▶ [EXERCISE BRIEF]: Output the lines below as a JSON list of strings, one string per line, starting at the line that contains "Give a dot for each instance of the riverbank, drawn" and ending at the line that contains "<point>38,236</point>". Leave out blank lines.

▶ [MATERIAL FOR THIS TASK]:
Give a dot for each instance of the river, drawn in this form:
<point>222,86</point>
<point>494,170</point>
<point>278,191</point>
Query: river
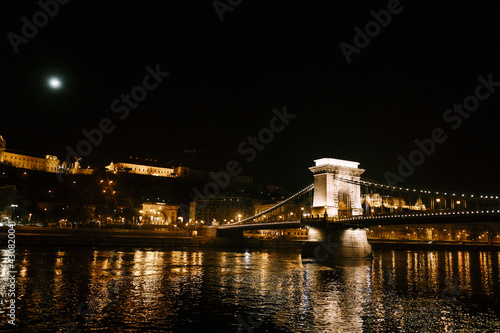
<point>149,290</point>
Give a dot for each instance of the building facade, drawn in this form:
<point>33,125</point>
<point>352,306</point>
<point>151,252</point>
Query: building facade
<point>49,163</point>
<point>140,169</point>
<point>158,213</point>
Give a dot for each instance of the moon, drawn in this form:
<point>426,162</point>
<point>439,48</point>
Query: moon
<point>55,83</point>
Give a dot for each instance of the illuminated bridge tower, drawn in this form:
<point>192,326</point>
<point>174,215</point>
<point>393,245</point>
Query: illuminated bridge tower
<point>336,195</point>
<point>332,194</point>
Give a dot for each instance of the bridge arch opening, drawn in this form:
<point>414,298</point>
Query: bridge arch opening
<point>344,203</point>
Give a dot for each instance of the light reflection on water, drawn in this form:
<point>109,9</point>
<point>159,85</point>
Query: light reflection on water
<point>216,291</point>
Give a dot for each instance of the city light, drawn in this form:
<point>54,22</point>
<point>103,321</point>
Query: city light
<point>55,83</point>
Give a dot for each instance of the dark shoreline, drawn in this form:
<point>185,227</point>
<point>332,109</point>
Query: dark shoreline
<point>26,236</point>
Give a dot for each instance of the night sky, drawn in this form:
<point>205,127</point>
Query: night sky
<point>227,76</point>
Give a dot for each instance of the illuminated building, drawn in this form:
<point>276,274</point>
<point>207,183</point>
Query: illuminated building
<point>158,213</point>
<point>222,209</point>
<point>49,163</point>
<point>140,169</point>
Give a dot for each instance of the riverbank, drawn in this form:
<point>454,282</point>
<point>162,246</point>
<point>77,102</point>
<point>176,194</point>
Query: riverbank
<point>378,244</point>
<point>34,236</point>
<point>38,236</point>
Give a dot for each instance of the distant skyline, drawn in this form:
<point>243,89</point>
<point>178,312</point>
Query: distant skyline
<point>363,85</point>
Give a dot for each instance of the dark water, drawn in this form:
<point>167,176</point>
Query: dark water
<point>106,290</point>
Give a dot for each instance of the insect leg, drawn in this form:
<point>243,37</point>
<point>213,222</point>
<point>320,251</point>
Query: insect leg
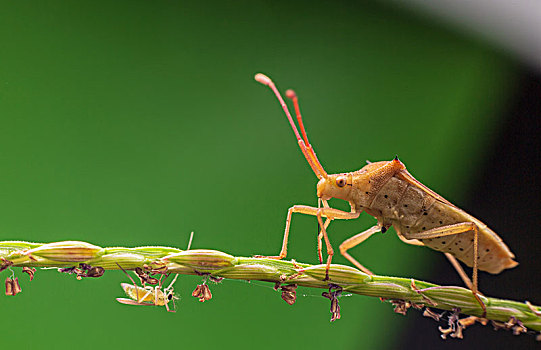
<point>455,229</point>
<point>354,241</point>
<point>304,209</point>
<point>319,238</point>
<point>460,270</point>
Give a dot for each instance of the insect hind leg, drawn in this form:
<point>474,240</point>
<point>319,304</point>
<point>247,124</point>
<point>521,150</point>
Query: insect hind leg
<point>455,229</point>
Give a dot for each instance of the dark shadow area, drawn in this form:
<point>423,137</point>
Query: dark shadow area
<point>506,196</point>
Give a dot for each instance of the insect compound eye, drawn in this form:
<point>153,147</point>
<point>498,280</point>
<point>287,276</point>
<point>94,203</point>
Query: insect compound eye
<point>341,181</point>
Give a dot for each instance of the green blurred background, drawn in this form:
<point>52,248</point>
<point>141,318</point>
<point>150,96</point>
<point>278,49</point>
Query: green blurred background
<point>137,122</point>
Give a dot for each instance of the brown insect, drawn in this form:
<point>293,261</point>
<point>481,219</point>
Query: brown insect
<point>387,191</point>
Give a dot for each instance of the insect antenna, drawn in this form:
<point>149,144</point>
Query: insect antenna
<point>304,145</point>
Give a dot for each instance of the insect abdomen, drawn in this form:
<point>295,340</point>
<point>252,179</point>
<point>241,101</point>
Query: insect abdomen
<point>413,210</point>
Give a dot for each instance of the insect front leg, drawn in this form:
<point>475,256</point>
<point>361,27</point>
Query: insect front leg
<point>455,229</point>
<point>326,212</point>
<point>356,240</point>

--

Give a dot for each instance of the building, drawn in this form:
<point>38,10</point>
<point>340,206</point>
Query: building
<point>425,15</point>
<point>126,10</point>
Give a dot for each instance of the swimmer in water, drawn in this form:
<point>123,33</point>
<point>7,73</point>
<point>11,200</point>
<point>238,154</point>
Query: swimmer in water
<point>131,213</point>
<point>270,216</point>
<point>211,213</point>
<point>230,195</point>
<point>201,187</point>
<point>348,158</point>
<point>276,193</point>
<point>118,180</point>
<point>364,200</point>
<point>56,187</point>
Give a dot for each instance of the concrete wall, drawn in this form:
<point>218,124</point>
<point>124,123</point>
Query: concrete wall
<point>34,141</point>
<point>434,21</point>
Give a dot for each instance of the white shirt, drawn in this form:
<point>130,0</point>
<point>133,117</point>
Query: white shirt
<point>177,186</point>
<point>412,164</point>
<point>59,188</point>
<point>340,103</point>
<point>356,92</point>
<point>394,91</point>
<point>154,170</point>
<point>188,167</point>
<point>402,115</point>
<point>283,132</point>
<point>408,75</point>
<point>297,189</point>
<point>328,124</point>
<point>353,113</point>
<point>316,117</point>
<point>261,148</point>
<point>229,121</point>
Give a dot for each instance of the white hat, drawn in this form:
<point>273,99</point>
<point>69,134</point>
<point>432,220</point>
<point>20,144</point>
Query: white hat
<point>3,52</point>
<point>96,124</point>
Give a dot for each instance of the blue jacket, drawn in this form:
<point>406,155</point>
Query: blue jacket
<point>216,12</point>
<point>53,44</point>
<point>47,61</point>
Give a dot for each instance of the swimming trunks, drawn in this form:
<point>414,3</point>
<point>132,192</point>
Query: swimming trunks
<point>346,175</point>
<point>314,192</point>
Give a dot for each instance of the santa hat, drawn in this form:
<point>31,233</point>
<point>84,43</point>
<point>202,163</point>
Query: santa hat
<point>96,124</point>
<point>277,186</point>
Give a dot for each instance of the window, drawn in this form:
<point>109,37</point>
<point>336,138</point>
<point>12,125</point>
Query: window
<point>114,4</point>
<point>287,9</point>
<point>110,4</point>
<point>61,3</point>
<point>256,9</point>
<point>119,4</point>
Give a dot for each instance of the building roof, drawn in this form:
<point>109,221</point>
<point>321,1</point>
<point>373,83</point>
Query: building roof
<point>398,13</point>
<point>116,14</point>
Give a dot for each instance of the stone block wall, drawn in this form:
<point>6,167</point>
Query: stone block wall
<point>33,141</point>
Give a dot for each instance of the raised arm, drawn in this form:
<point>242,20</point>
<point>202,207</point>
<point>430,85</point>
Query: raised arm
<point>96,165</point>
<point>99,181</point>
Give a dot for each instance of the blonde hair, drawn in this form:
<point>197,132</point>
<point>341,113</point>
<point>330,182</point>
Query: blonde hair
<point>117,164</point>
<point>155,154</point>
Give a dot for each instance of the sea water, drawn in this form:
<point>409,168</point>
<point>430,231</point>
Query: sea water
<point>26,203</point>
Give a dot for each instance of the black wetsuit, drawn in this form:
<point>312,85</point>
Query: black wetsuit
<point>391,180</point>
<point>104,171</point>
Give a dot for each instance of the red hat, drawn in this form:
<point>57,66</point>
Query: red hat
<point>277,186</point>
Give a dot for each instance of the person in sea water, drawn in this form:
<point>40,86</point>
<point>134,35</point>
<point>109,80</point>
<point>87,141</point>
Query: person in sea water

▶ [FULL RESPONSE]:
[
  "Give a dot for each instance of the riverbank, drawn in this form:",
  "<point>454,282</point>",
  "<point>162,246</point>",
  "<point>77,102</point>",
  "<point>176,194</point>",
  "Query: riverbank",
  "<point>378,244</point>",
  "<point>34,236</point>",
  "<point>38,236</point>"
]